* **Exercise**:
Please report every line in the records below that contains the word "target", copying each such line in full. Case counts.

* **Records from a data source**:
──────────
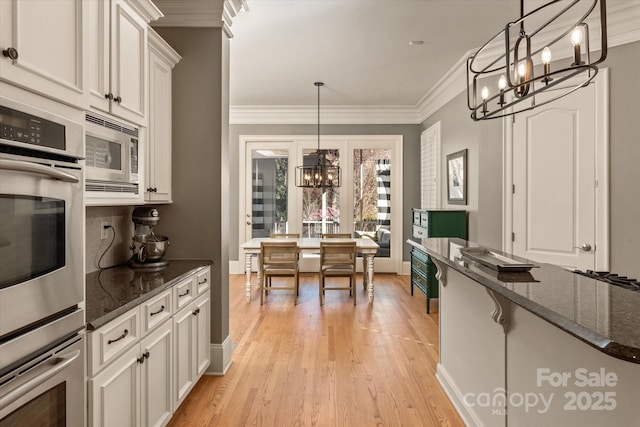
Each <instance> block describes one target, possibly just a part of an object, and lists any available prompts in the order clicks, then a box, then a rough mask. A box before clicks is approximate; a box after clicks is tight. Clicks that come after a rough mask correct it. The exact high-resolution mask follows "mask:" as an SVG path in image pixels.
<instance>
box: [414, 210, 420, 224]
mask: <svg viewBox="0 0 640 427" xmlns="http://www.w3.org/2000/svg"><path fill="white" fill-rule="evenodd" d="M413 223H414V224H415V225H420V211H413Z"/></svg>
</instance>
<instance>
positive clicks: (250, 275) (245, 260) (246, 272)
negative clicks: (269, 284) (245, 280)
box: [244, 253, 260, 302]
mask: <svg viewBox="0 0 640 427" xmlns="http://www.w3.org/2000/svg"><path fill="white" fill-rule="evenodd" d="M252 258H253V255H252V254H250V253H245V254H244V272H245V274H246V276H247V284H246V285H245V289H244V295H245V298H246V300H247V302H251V259H252ZM259 280H260V279H258V281H259Z"/></svg>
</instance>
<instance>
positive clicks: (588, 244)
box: [573, 243, 591, 252]
mask: <svg viewBox="0 0 640 427" xmlns="http://www.w3.org/2000/svg"><path fill="white" fill-rule="evenodd" d="M573 248H574V249H580V250H581V251H585V252H590V251H591V245H590V244H588V243H584V244H583V245H582V246H574V247H573Z"/></svg>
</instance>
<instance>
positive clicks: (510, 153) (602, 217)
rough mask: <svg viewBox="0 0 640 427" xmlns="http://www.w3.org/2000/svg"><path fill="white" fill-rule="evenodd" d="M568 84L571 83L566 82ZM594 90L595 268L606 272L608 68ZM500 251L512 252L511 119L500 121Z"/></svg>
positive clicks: (511, 252)
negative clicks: (502, 149)
mask: <svg viewBox="0 0 640 427" xmlns="http://www.w3.org/2000/svg"><path fill="white" fill-rule="evenodd" d="M568 84H571V81H568ZM591 84H594V85H595V91H596V105H595V110H596V111H595V115H596V123H595V127H596V131H595V133H596V135H595V165H594V167H595V179H596V182H595V183H594V186H595V188H596V193H595V207H594V208H595V245H596V247H597V248H598V249H597V250H596V252H595V264H596V265H595V268H596V269H597V270H608V269H609V69H608V68H603V69H601V70H599V72H598V75H597V76H596V77H595V78H594V79H593V83H591ZM503 132H504V145H503V156H504V157H503V162H502V164H503V167H502V176H503V185H502V200H503V203H502V205H503V218H504V220H503V222H502V224H503V230H502V238H503V242H502V250H503V251H504V252H506V253H509V254H512V253H513V241H512V233H513V142H514V141H513V120H512V117H509V118H504V119H503Z"/></svg>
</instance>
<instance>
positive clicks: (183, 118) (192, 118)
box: [156, 27, 229, 343]
mask: <svg viewBox="0 0 640 427" xmlns="http://www.w3.org/2000/svg"><path fill="white" fill-rule="evenodd" d="M156 31H157V32H158V33H159V34H160V35H161V36H162V37H163V38H164V39H165V40H166V41H167V42H168V43H169V44H170V45H171V46H172V47H173V48H174V49H175V50H176V51H177V52H178V53H179V54H180V55H181V56H182V60H181V61H180V62H179V63H178V65H176V67H175V69H174V70H173V104H172V106H173V152H172V156H173V165H172V166H173V171H172V172H173V174H172V175H173V204H171V205H166V206H161V207H159V208H158V209H159V211H160V214H161V221H160V223H159V224H158V226H157V227H156V231H157V232H158V233H159V234H165V235H167V236H169V237H170V238H171V247H170V249H169V251H170V253H171V255H170V258H174V259H211V260H213V261H214V264H213V265H212V269H211V276H212V288H211V342H212V343H222V342H223V340H225V339H226V338H227V336H228V335H229V256H228V254H229V249H228V242H229V232H228V230H229V227H228V221H229V210H228V206H229V203H228V201H227V197H228V185H229V177H228V174H229V169H228V165H229V161H228V143H227V141H228V136H227V130H226V129H228V64H229V61H228V52H229V46H228V44H229V41H228V40H227V38H226V37H225V36H224V35H223V34H222V30H221V29H220V28H165V27H162V28H157V29H156Z"/></svg>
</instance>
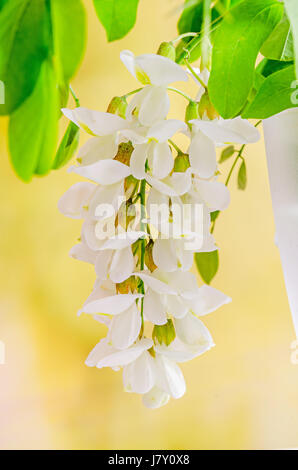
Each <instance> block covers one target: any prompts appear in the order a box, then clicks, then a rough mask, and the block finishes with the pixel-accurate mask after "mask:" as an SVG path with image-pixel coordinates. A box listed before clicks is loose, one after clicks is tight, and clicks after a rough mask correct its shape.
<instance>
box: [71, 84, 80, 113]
mask: <svg viewBox="0 0 298 470" xmlns="http://www.w3.org/2000/svg"><path fill="white" fill-rule="evenodd" d="M69 90H70V93H71V95H72V97H73V99H74V101H75V104H76V107H77V108H79V107H80V100H79V98H78V97H77V95H76V94H75V92H74V90H73V88H72V86H71V85H69Z"/></svg>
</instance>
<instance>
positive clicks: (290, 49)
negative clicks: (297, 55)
mask: <svg viewBox="0 0 298 470" xmlns="http://www.w3.org/2000/svg"><path fill="white" fill-rule="evenodd" d="M261 54H263V56H265V57H267V58H268V59H273V60H282V61H289V60H293V58H294V45H293V35H292V32H291V27H290V22H289V20H288V18H287V16H286V15H284V17H283V18H282V20H281V21H280V23H279V24H278V25H277V26H276V28H275V29H274V31H273V32H272V33H271V34H270V36H269V38H268V39H267V40H266V41H265V43H264V44H263V46H262V49H261Z"/></svg>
──────────
* **Exercise answer**:
Each <instance> block describes one target, possibly just a part of an object, and lists any available prompts in the order clicks, then a box, then a rough mask. A box before clicks is approximate; a box after clicks is tight. Clicks that come after a rough mask correct it. The exact high-resolution mask follows "mask:" as an SVG path in image pixels.
Each <instance> block covers one target: any prompts appear in the order a box, then clicks, then a rough mask, and the block finishes with the pixel-accurate mask after "mask:" as an SVG path with image-pixel coordinates. A box listed before clicks is loose, one after clicks is tight, and clicks after a rough mask correct its shape.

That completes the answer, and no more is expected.